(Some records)
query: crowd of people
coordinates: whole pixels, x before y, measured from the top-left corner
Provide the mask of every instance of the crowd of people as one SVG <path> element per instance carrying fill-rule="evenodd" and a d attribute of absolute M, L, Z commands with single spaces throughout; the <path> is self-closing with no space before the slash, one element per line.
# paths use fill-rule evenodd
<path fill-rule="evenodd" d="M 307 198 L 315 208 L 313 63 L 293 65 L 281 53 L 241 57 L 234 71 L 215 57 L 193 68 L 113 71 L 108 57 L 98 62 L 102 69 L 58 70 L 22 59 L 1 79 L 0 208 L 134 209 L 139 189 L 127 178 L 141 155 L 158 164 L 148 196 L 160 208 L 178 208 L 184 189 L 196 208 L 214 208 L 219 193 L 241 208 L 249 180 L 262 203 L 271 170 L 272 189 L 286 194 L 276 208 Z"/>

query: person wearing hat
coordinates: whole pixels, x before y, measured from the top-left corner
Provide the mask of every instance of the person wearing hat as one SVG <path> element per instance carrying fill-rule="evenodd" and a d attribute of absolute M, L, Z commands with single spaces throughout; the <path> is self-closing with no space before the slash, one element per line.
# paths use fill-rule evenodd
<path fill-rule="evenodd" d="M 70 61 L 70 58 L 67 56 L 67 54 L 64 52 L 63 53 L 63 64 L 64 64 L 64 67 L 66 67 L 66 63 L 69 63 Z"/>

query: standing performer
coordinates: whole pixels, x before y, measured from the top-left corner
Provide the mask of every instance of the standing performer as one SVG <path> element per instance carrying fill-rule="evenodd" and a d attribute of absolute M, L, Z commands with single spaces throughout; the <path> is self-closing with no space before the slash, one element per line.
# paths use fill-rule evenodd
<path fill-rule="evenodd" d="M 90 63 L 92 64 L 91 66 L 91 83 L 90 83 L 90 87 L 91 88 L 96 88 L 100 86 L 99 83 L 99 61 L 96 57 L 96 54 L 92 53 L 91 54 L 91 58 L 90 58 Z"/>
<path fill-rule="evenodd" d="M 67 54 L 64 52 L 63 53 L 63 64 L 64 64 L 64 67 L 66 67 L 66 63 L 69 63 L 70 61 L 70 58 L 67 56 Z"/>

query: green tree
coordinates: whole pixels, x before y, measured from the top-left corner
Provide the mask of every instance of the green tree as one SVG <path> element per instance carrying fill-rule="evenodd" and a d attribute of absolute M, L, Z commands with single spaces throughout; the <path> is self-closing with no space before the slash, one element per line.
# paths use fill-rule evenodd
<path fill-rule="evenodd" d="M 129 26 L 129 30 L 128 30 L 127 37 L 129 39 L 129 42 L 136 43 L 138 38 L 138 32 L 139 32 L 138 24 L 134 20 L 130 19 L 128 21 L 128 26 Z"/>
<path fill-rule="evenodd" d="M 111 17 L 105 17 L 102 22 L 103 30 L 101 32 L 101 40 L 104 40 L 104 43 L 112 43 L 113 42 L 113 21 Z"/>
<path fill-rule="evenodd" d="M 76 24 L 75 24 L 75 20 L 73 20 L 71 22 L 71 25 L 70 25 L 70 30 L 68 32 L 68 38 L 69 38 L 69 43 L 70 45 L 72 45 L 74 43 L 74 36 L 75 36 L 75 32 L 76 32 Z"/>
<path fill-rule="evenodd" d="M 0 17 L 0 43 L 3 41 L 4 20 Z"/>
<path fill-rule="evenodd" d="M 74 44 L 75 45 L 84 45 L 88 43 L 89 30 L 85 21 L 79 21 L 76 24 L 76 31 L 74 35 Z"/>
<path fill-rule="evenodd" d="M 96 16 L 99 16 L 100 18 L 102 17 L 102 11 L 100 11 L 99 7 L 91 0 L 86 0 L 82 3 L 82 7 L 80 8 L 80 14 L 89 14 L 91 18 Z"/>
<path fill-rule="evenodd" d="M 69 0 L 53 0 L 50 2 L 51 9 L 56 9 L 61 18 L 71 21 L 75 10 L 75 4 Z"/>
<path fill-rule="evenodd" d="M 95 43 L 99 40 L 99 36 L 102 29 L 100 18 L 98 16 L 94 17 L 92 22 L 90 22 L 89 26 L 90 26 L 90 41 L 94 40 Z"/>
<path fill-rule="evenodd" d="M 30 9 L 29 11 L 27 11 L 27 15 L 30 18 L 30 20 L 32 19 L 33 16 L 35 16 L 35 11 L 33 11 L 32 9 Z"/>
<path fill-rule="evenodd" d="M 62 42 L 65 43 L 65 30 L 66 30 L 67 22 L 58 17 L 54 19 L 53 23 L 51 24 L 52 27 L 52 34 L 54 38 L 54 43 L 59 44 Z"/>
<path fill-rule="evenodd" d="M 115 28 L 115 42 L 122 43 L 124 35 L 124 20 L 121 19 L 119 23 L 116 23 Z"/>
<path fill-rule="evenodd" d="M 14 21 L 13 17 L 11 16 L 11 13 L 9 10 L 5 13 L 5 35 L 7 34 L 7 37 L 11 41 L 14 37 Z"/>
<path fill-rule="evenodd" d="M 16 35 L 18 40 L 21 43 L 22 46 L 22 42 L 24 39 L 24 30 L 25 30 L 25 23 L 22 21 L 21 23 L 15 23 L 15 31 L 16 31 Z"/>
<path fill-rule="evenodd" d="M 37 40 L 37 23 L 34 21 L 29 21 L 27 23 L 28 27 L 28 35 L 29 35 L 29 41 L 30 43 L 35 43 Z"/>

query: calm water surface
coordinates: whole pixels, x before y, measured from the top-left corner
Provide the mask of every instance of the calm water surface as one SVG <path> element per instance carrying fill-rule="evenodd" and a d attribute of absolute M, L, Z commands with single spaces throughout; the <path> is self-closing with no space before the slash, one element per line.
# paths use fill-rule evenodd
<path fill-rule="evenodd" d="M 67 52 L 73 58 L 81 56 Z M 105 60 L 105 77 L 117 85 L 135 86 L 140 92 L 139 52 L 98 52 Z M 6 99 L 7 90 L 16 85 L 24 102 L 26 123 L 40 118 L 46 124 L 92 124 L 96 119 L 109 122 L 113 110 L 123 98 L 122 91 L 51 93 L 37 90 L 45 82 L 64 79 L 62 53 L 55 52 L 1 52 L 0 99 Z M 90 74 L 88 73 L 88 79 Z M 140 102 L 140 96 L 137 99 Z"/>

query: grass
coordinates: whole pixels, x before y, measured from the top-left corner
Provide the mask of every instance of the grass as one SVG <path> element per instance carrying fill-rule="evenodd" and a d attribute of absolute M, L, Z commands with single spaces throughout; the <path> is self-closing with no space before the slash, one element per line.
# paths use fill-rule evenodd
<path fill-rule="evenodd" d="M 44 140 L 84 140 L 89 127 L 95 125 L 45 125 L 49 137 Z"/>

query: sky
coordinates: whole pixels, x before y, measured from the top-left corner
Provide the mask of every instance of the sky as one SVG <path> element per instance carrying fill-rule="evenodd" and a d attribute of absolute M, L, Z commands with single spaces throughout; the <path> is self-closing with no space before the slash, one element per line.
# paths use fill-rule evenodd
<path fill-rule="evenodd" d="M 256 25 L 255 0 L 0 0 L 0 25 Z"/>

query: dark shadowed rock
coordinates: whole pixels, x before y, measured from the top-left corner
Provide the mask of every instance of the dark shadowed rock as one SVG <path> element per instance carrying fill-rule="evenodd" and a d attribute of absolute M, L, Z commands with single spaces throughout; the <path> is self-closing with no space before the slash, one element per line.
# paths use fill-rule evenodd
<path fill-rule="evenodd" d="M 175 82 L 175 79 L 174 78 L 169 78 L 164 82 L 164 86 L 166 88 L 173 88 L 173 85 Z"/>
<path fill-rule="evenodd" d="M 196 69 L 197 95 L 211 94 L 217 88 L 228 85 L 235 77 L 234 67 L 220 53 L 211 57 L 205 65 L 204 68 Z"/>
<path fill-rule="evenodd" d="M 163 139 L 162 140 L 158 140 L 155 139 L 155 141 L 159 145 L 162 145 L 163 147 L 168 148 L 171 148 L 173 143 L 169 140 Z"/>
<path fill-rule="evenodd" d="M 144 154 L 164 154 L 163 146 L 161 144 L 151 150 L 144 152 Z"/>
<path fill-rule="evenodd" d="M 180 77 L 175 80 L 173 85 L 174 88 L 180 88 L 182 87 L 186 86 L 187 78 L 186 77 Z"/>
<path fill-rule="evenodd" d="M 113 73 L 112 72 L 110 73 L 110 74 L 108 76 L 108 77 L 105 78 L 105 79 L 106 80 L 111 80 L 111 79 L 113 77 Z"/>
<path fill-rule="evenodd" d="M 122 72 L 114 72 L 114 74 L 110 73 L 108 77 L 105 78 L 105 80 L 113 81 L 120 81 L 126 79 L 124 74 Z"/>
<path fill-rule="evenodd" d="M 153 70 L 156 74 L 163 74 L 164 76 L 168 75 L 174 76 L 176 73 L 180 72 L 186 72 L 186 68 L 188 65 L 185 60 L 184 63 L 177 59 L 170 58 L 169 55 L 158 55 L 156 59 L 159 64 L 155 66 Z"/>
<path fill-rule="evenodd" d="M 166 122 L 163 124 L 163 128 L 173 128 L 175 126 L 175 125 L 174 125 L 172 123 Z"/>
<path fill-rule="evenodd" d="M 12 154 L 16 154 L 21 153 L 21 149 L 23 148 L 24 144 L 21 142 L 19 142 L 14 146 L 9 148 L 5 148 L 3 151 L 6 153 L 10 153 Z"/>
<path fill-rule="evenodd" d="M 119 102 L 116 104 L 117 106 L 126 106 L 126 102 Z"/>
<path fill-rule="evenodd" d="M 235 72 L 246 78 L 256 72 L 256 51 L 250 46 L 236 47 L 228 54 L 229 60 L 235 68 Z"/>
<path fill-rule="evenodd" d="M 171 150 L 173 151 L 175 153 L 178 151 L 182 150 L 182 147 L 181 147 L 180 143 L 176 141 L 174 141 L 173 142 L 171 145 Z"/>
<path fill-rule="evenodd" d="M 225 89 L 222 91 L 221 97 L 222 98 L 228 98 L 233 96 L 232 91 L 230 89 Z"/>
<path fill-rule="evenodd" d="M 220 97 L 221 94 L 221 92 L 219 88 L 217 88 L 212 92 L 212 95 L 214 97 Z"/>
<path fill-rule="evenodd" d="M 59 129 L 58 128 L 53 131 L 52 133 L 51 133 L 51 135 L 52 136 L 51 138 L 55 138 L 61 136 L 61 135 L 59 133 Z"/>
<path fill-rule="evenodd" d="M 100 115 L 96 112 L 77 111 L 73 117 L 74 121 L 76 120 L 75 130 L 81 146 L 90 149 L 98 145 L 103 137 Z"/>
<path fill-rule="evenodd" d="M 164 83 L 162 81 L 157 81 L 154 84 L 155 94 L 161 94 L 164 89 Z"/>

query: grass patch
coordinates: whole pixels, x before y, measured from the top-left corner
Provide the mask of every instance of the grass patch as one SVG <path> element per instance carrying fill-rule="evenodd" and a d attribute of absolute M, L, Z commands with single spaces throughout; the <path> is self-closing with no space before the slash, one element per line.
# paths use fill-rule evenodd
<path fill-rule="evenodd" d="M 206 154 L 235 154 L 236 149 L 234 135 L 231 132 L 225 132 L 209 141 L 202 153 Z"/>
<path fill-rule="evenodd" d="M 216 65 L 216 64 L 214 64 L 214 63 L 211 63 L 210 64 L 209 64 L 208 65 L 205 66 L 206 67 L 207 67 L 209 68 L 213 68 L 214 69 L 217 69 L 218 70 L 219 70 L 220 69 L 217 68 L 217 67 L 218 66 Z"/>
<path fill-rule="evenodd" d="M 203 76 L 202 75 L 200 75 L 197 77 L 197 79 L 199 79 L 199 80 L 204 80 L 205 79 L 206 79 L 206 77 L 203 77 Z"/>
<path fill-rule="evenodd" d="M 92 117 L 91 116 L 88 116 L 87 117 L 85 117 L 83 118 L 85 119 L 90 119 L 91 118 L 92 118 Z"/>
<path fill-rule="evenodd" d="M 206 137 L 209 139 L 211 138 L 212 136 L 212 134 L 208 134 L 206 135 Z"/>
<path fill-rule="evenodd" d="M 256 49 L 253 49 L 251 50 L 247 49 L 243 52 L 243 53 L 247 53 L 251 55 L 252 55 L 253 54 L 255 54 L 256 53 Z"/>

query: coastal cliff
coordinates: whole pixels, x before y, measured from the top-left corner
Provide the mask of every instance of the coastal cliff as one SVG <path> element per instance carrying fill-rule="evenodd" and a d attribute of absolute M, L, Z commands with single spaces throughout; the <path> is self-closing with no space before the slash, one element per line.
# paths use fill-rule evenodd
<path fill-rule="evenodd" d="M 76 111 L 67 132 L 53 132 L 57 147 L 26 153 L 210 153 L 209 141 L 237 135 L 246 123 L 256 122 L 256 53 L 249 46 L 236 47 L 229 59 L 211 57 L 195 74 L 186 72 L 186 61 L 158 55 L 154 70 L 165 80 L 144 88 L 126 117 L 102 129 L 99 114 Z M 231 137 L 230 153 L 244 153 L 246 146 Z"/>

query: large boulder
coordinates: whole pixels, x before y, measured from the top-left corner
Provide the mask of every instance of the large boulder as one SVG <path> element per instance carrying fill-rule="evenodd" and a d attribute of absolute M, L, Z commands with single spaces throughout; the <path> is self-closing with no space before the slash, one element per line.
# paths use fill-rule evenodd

Objective >>
Copy out everything from the line containing "query: dark shadowed rock" down to the line containing "113 73 L 112", including both of those lines.

Result >>
query: dark shadowed rock
coordinates: whole pixels, x before y, measured from the top-left corner
Provide the mask of every instance of the dark shadowed rock as one SVG <path> element per instance carrying fill-rule="evenodd" and a d attribute of absolute M, L, Z commands with single spaces throughout; the <path> is self-closing with no space before the slash, one element per line.
# paths use fill-rule evenodd
<path fill-rule="evenodd" d="M 175 82 L 175 79 L 174 78 L 169 78 L 164 82 L 164 86 L 166 88 L 173 88 L 173 85 Z"/>
<path fill-rule="evenodd" d="M 196 69 L 197 95 L 211 94 L 217 88 L 228 85 L 235 77 L 234 67 L 220 53 L 211 57 L 205 65 L 204 68 Z"/>
<path fill-rule="evenodd" d="M 163 139 L 162 140 L 158 140 L 155 139 L 155 141 L 159 145 L 162 145 L 163 147 L 168 148 L 171 148 L 173 143 L 169 140 Z"/>
<path fill-rule="evenodd" d="M 144 154 L 164 154 L 163 146 L 161 144 L 151 150 L 144 152 Z"/>
<path fill-rule="evenodd" d="M 180 77 L 175 80 L 173 85 L 174 88 L 180 88 L 182 87 L 186 86 L 187 78 L 186 77 Z"/>
<path fill-rule="evenodd" d="M 113 73 L 112 72 L 110 73 L 110 74 L 108 76 L 108 77 L 105 78 L 105 79 L 106 80 L 111 80 L 111 79 L 113 77 Z"/>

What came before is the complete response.